(Position annotation records)
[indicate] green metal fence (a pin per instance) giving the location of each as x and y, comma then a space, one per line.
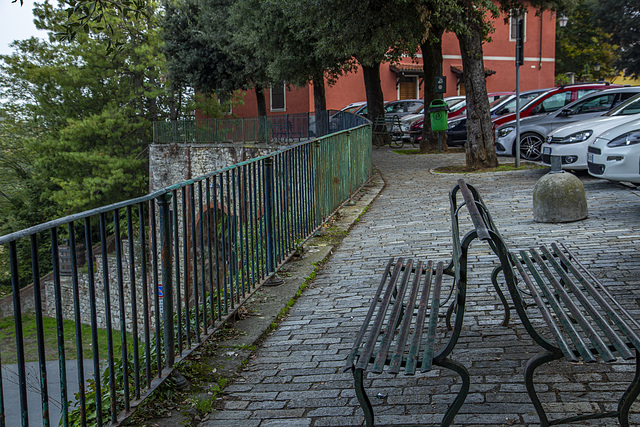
163, 271
284, 128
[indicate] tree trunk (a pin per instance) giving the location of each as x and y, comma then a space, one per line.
320, 105
261, 100
375, 97
481, 151
432, 66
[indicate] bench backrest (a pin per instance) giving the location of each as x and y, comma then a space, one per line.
579, 310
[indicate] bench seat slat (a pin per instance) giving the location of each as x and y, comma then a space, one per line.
363, 361
412, 356
427, 359
615, 317
566, 323
397, 358
594, 313
396, 315
577, 315
568, 329
363, 329
546, 314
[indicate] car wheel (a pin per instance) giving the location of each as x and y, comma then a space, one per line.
530, 145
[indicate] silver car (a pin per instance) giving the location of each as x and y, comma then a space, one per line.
534, 129
570, 142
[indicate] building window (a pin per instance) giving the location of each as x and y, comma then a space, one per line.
513, 25
278, 98
225, 104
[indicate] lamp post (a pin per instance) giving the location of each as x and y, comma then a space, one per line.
519, 63
563, 20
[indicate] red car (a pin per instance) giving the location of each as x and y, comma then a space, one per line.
553, 100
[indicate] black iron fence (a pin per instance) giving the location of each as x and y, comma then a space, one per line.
135, 286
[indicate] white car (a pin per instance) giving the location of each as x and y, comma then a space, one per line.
615, 154
534, 129
571, 141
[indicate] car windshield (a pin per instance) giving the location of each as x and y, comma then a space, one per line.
630, 106
496, 102
352, 109
453, 101
458, 106
534, 100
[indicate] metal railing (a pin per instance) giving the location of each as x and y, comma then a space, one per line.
163, 271
284, 128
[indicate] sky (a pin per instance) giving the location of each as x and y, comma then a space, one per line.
16, 23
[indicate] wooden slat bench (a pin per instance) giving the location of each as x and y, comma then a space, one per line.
564, 308
399, 331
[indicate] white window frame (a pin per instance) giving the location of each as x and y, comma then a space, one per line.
225, 112
284, 98
512, 26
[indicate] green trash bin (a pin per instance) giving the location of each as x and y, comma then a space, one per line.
438, 110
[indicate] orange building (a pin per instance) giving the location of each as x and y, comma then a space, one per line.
404, 80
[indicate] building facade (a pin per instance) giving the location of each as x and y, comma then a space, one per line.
404, 80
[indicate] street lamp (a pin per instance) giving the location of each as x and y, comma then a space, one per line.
563, 20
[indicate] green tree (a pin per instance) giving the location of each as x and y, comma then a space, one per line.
581, 44
93, 112
621, 19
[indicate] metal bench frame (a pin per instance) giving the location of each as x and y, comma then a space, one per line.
395, 332
582, 320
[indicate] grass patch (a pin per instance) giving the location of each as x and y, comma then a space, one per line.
8, 339
505, 167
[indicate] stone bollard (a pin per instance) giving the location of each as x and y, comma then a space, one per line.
559, 197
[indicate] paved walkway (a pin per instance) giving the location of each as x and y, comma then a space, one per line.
296, 377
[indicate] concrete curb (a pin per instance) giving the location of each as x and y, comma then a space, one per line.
269, 305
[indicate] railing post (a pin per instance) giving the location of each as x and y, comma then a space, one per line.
166, 262
268, 207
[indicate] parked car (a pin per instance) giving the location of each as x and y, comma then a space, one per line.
552, 100
403, 107
353, 107
615, 154
457, 127
534, 129
571, 141
497, 95
453, 100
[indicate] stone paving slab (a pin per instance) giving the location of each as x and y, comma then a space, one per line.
296, 378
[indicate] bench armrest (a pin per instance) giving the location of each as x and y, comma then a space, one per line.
477, 219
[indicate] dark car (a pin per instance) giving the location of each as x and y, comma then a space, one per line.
457, 127
402, 107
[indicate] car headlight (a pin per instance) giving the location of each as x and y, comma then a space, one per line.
629, 138
574, 137
502, 132
453, 124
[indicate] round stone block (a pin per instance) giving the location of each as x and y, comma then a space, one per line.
559, 197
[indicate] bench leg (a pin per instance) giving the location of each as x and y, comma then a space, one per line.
361, 394
629, 395
505, 303
462, 394
533, 363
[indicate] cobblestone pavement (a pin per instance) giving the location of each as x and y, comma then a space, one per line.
296, 378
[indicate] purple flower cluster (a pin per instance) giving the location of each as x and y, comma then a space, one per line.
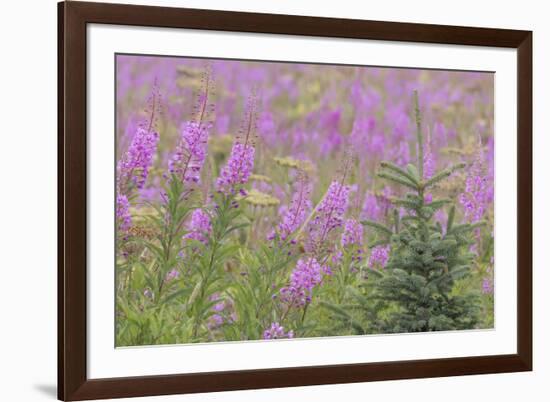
305, 276
199, 226
379, 257
187, 161
294, 216
276, 331
330, 213
123, 216
238, 168
134, 166
474, 198
353, 234
429, 160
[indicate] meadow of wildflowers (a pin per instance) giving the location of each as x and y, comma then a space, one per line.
261, 200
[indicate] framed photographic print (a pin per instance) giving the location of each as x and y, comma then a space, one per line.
253, 200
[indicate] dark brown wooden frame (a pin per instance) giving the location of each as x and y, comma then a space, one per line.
73, 17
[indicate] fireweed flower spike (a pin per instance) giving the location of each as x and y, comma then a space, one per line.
353, 233
124, 219
379, 257
294, 216
474, 197
241, 161
305, 276
199, 226
330, 212
133, 167
188, 159
276, 331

• Your instructions
Write out, exactly, each line from the one containing "[indicate] round stone" down to the final line of the data above. Both of those lines count, and the pictures are left out.

• Response for this exercise
[indicate] round stone block (a pin per instance) giving the location of each as x and y, comma then a space, one per line.
559, 197
[indicate] bench leg (a pin per instance) giving the location of each as x and y, comma then a space, one per line.
361, 394
629, 395
505, 303
462, 394
533, 363
[indicate] cobblestone pavement (a pin per instance) giving the location of each as x and y, comma then a space, one per line.
296, 378
[indicate] purple flower cluster (a pin per instance) giving the location of each as x and y, comma then a space, one per line.
305, 276
199, 226
379, 257
187, 161
294, 216
276, 331
330, 213
123, 216
238, 168
134, 166
474, 198
353, 234
429, 160
[indicate] meadow of wildflowers (a pin per instance) giving the location of each as x and y, comma then a space, one per line.
261, 200
[indicate] framed photographic print (a pin per instance) giving the location of each as x and y, comma then a space, one per line.
253, 200
[indicate] dark brown wooden frame (a pin per instance) giving the location of each as x and y, comma then a space, one per line.
73, 17
[indicate] fireweed flower spike (a pin per instance) giving the location of each as x and y, comma then a space, one per line.
353, 233
124, 219
379, 257
294, 216
474, 197
241, 161
305, 276
199, 226
330, 212
133, 167
188, 159
276, 331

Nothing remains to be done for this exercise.